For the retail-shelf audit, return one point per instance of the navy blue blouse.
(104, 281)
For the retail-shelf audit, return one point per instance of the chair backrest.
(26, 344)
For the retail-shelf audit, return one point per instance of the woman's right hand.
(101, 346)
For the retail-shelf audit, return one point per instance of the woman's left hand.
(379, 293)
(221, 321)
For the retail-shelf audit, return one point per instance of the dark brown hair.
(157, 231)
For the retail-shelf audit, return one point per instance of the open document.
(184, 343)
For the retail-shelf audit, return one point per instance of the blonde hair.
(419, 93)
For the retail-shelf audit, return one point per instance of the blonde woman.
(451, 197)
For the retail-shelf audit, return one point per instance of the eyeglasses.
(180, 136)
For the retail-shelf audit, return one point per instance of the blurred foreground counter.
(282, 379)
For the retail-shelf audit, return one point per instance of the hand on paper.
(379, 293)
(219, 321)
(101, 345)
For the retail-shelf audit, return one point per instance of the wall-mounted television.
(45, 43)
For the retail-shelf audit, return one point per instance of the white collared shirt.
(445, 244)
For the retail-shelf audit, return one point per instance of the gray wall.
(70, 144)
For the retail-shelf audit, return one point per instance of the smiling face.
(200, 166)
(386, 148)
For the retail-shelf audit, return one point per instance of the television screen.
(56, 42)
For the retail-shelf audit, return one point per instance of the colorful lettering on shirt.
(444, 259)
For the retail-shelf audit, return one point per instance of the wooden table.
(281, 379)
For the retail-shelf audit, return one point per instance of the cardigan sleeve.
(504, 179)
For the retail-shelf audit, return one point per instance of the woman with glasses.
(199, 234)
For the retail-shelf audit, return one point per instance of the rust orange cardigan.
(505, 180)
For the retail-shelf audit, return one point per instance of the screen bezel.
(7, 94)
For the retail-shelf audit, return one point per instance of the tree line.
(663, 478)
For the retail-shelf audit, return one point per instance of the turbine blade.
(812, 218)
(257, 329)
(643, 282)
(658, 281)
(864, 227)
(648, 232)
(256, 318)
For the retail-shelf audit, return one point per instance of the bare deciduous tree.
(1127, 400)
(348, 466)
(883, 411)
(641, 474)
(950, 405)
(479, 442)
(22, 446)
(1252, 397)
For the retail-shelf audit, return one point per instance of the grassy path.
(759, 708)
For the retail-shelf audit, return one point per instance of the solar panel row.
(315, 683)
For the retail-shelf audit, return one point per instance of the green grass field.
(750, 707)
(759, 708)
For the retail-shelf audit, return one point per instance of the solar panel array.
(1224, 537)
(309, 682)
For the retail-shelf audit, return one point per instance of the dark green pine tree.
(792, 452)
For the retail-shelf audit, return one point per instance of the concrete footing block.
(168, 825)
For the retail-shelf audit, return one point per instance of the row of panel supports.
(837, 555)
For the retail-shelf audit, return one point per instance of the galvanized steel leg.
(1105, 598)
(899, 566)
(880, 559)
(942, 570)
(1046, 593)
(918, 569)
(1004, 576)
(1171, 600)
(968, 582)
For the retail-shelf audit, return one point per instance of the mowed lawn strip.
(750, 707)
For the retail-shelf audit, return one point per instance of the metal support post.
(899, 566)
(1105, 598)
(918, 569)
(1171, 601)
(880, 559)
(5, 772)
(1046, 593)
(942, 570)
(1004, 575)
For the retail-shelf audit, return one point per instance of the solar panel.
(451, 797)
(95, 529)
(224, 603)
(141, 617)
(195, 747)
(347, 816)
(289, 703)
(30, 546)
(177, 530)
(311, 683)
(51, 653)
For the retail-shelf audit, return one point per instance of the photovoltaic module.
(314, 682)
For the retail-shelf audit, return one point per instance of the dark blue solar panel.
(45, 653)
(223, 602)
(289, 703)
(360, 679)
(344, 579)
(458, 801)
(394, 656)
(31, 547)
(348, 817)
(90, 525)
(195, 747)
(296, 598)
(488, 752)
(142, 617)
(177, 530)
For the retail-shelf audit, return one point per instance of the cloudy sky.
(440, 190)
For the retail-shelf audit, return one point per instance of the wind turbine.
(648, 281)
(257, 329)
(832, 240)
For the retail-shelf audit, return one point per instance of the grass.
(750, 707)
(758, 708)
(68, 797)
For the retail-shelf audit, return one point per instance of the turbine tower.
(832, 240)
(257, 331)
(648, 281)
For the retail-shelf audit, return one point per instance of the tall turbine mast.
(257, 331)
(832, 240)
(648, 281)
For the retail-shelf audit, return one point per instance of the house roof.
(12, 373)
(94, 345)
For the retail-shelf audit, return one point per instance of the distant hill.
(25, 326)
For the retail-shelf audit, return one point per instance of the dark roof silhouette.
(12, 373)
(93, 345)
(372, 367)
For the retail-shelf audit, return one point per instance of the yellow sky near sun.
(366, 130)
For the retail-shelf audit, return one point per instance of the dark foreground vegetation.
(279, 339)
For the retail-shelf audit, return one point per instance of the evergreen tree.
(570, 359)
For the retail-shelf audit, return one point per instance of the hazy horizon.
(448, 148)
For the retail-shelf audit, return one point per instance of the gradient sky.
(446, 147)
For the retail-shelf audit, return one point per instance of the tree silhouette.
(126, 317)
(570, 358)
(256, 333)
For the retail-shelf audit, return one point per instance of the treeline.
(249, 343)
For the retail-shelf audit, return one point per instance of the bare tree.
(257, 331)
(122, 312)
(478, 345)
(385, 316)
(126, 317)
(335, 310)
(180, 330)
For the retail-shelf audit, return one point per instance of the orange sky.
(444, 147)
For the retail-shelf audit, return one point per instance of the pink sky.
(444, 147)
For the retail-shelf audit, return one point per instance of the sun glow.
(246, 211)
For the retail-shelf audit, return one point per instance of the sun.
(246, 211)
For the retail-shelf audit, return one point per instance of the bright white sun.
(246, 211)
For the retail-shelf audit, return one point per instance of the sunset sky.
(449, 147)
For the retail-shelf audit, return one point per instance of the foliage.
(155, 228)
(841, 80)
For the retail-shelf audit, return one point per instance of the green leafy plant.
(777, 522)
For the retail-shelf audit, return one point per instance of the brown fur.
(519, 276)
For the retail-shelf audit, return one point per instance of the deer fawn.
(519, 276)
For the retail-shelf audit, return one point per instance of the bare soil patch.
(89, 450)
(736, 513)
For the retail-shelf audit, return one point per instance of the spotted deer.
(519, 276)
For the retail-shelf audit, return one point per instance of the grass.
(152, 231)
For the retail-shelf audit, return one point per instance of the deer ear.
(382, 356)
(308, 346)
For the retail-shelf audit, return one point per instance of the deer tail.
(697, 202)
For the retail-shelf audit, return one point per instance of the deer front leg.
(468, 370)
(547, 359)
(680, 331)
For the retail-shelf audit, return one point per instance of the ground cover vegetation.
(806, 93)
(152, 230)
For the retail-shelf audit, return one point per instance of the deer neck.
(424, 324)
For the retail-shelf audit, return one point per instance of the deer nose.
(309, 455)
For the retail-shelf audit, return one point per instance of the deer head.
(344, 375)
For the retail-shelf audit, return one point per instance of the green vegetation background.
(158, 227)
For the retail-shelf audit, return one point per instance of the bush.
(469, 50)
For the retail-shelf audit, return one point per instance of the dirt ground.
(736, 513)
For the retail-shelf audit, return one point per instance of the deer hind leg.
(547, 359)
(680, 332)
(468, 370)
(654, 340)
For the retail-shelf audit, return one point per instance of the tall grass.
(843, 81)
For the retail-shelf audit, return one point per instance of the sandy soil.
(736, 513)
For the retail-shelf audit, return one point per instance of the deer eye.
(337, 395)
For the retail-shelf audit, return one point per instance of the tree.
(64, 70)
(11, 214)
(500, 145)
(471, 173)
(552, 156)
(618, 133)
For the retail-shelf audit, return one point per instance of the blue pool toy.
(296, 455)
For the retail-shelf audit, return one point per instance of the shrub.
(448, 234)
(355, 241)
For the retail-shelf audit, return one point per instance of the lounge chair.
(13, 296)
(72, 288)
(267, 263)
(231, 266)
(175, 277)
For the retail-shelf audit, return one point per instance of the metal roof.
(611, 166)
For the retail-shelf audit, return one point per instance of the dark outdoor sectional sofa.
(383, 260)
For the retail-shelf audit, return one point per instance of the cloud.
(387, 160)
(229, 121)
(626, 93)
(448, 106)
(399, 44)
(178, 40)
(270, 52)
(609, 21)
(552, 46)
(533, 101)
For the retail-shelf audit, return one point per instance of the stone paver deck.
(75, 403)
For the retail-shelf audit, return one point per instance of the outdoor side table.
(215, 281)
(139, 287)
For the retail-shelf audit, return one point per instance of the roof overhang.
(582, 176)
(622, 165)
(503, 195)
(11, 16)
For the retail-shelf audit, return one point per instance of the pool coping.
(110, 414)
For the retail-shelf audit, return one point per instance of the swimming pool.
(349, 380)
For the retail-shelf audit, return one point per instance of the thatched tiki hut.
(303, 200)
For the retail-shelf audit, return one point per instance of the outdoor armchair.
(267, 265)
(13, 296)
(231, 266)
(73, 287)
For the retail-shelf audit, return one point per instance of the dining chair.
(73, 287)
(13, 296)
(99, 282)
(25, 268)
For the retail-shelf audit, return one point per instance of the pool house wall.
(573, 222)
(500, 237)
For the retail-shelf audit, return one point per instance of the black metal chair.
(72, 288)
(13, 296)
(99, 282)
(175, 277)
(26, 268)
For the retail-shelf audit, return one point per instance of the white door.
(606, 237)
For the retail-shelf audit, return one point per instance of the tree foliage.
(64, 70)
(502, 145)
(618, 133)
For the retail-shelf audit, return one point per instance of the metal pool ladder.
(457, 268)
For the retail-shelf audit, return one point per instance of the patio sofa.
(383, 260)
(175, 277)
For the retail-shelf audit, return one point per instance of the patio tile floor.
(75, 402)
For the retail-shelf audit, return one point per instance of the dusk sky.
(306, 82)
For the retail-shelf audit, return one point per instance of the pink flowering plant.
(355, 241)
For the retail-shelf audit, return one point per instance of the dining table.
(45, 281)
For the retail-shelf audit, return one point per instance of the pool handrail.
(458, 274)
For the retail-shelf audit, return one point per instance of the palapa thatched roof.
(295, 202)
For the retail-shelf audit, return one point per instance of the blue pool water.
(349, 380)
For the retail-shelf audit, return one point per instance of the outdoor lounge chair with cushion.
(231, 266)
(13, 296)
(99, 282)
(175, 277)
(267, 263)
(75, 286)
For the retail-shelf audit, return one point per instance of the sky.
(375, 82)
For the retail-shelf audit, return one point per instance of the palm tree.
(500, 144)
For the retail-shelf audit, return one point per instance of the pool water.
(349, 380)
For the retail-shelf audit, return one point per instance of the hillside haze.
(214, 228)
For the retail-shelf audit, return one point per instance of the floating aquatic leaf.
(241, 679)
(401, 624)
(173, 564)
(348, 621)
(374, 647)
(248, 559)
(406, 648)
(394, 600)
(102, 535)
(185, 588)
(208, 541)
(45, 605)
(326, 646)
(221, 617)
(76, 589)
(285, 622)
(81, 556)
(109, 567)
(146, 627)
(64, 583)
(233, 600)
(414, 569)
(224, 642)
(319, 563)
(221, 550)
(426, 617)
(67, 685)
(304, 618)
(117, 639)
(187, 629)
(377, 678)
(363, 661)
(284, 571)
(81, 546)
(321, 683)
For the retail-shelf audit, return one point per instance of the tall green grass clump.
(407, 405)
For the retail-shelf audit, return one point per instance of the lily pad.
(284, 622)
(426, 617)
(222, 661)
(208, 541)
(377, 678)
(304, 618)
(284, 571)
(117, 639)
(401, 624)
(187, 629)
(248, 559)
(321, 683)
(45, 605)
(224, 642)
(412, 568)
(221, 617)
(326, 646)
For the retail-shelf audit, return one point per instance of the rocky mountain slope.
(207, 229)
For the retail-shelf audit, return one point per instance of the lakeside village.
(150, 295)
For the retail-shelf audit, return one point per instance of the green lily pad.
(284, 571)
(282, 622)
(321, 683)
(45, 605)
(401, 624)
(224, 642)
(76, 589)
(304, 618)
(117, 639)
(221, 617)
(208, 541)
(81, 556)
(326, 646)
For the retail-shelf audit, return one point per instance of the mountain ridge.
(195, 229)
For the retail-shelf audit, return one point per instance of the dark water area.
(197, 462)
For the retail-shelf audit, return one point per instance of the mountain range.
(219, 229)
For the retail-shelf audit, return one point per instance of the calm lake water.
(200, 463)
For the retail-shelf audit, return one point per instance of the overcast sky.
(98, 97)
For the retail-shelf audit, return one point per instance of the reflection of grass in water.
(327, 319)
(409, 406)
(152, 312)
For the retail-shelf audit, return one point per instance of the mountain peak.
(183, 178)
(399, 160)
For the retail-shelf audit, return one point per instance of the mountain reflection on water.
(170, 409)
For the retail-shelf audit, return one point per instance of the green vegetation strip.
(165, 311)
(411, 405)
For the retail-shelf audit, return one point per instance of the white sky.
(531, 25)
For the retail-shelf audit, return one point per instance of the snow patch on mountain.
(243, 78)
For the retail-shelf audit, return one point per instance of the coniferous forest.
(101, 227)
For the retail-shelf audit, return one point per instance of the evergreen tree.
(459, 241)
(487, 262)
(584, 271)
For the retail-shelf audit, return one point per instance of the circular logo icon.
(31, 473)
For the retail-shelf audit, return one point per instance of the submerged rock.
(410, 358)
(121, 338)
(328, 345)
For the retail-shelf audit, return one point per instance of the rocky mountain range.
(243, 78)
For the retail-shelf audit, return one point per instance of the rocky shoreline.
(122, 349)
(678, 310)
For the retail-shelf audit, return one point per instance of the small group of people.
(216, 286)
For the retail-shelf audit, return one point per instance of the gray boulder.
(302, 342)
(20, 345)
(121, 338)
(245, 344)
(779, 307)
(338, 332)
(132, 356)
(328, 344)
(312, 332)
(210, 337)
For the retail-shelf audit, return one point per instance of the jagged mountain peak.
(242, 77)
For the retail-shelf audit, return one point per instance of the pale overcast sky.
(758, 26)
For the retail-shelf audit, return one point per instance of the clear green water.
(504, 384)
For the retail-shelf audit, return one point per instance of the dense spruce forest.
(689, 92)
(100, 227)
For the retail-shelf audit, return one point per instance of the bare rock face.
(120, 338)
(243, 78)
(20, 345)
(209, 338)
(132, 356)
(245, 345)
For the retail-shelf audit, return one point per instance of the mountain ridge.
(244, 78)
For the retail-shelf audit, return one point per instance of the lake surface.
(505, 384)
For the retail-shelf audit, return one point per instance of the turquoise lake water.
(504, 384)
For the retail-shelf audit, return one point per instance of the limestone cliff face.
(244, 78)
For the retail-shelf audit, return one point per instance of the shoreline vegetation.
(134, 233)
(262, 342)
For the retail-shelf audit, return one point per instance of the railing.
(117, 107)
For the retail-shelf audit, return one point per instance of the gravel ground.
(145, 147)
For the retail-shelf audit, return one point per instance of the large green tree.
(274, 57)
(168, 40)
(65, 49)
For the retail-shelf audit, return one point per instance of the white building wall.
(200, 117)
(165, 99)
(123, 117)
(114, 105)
━━━━━━
● PROBLEM TO WORK ON:
Set out exactly the run of lines that begins at the line holding "limestone cliff face." and ends at the last line of the data.

● EXPECTED OUTPUT:
For the retail-shelf audit, return one point per instance of the limestone cliff face.
(244, 78)
For the retail-shelf audit, return one point per instance of the shoreline vegetation.
(134, 233)
(262, 342)
For the retail-shelf audit, return one point per instance of the railing.
(117, 107)
For the retail-shelf audit, return one point per instance of the gravel ground.
(145, 147)
For the retail-shelf audit, return one point per instance of the large green tree.
(274, 57)
(168, 40)
(65, 49)
For the retail-shelf audit, return one point per instance of the white building wall.
(200, 117)
(165, 99)
(123, 117)
(114, 105)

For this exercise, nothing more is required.